Task input:
● ● ● ●
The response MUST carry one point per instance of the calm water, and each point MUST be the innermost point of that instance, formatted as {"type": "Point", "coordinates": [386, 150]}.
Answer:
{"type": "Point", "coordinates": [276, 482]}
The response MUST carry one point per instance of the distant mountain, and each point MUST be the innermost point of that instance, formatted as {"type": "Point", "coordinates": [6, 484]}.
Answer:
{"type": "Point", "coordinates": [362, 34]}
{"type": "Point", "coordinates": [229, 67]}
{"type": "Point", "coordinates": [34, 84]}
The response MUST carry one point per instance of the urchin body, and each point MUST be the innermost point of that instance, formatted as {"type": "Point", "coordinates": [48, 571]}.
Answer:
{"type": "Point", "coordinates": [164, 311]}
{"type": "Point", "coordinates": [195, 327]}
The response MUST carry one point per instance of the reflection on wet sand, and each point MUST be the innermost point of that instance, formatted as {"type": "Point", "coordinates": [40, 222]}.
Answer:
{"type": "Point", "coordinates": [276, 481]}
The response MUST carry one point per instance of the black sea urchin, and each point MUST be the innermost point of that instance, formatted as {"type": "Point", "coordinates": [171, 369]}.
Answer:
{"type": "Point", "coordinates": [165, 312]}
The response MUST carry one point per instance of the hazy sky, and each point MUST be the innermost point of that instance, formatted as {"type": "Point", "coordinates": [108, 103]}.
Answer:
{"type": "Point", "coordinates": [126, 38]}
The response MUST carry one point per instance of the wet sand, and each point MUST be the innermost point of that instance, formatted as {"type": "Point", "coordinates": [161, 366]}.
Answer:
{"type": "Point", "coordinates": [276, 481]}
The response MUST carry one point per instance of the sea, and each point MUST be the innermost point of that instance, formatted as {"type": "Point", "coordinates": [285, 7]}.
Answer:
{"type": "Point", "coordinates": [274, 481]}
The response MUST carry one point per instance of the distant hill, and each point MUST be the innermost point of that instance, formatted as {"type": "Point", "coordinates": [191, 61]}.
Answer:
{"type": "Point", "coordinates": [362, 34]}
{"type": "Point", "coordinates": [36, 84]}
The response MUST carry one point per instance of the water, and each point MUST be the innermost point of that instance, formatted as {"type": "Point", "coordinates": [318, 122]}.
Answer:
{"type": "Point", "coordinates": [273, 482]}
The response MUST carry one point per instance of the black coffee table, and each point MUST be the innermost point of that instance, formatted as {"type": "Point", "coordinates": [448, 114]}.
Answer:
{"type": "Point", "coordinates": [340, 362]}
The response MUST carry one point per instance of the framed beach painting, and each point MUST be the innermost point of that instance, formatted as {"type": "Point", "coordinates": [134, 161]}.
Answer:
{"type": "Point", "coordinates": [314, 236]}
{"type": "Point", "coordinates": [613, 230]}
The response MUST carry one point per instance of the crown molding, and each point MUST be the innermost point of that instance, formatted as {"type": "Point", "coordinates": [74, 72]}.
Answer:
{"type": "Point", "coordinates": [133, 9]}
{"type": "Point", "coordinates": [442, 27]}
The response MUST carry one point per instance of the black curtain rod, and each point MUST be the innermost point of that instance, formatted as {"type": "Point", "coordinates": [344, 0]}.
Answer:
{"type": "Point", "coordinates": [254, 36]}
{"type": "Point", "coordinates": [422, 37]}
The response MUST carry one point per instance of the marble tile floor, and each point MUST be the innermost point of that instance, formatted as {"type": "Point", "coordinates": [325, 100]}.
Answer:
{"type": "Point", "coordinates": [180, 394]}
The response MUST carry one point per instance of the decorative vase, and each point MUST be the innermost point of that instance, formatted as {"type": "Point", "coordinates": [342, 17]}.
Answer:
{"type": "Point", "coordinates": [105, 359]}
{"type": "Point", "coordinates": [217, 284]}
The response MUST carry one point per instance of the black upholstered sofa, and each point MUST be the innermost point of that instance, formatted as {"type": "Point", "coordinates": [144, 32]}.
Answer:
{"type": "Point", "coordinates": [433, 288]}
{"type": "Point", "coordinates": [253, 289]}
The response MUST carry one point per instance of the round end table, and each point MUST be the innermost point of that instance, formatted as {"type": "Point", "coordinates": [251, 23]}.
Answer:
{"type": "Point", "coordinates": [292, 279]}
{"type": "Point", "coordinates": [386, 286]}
● ● ● ●
Your task:
Please rewrite all of the records above, changing "innermost point" to "central point" and keeping everything else the same.

Result of the exercise:
The response MUST carry one point per instance of the calm water, and each point MUST be the central point of that instance, formatted as {"type": "Point", "coordinates": [386, 150]}.
Answer:
{"type": "Point", "coordinates": [276, 482]}
The response MUST carry one point per instance of the distant mountain, and each point MUST be the central point of that instance, formatted as {"type": "Point", "coordinates": [6, 484]}.
Answer:
{"type": "Point", "coordinates": [362, 34]}
{"type": "Point", "coordinates": [229, 67]}
{"type": "Point", "coordinates": [34, 84]}
The response MUST carry one point per instance of the urchin body, and each point MUST be the central point of that instance, formatted as {"type": "Point", "coordinates": [48, 571]}.
Answer:
{"type": "Point", "coordinates": [164, 311]}
{"type": "Point", "coordinates": [195, 327]}
The response MUST carry one point per instance of the reflection on wet sand, and each point MUST be the central point of that instance, formatted as {"type": "Point", "coordinates": [40, 222]}.
Answer:
{"type": "Point", "coordinates": [276, 481]}
The response MUST carry one point per instance of the black sea urchin, and each point MUST be the central point of that instance, formatted as {"type": "Point", "coordinates": [171, 369]}.
Answer:
{"type": "Point", "coordinates": [165, 312]}
The response MUST carry one point per instance of the hazy sky, and each point MUST be the central point of that instance, formatted as {"type": "Point", "coordinates": [108, 103]}.
Answer:
{"type": "Point", "coordinates": [126, 38]}
The response MUST carry one point per instance of the wet sand, and each point MUST be the central point of that instance, formatted as {"type": "Point", "coordinates": [161, 366]}.
Answer:
{"type": "Point", "coordinates": [276, 481]}
The response MUST carry one point per instance of the sea, and each point MUST be the central point of that instance, formatted as {"type": "Point", "coordinates": [285, 7]}.
Answer:
{"type": "Point", "coordinates": [274, 481]}
The response MUST carry one point per instance of the distant hill, and each point MUST be the central point of that instance, formatted as {"type": "Point", "coordinates": [191, 61]}.
Answer:
{"type": "Point", "coordinates": [362, 34]}
{"type": "Point", "coordinates": [36, 84]}
The response MUST carry one point per instance of the water, and each point MUST be the central point of that instance, formatted as {"type": "Point", "coordinates": [318, 122]}.
Answer:
{"type": "Point", "coordinates": [273, 482]}
The response MUST carry one point per instance of the black coffee table, and each point MUST be the central point of that instance, formatted as {"type": "Point", "coordinates": [448, 114]}.
Answer:
{"type": "Point", "coordinates": [340, 362]}
The response MUST carry one point per instance of the framed beach painting, and each point MUST be the central point of that instance, formatted as {"type": "Point", "coordinates": [134, 161]}.
Answer:
{"type": "Point", "coordinates": [314, 236]}
{"type": "Point", "coordinates": [613, 230]}
The response MUST carry one point per instance of the crown molding, and each point MUST be the central point of that instance, formatted as {"type": "Point", "coordinates": [74, 72]}.
Answer:
{"type": "Point", "coordinates": [133, 9]}
{"type": "Point", "coordinates": [442, 27]}
The response MUST carry one point per instance of the black curtain rod, and each point MUST be the central point of that instance, formatted as {"type": "Point", "coordinates": [344, 0]}.
Answer:
{"type": "Point", "coordinates": [254, 36]}
{"type": "Point", "coordinates": [422, 37]}
The response MUST carry one point per instance of the marble tile floor, and each point MUST be the central point of that instance, formatted as {"type": "Point", "coordinates": [325, 100]}.
Answer:
{"type": "Point", "coordinates": [180, 394]}
The response MUST carry one point per instance of the decorative vase, and each point MUST be the central point of that instance, formatted as {"type": "Point", "coordinates": [342, 17]}.
Answer:
{"type": "Point", "coordinates": [105, 359]}
{"type": "Point", "coordinates": [217, 284]}
The response MUST carry one point per instance of the black upholstered sofa, and each point MUST be the central point of that instance, formatted as {"type": "Point", "coordinates": [144, 32]}.
Answer:
{"type": "Point", "coordinates": [433, 288]}
{"type": "Point", "coordinates": [253, 289]}
The response MUST carry one point per instance of the round end table, and each point MUST be the central point of that instance, formatted as {"type": "Point", "coordinates": [251, 23]}.
Answer:
{"type": "Point", "coordinates": [292, 279]}
{"type": "Point", "coordinates": [386, 286]}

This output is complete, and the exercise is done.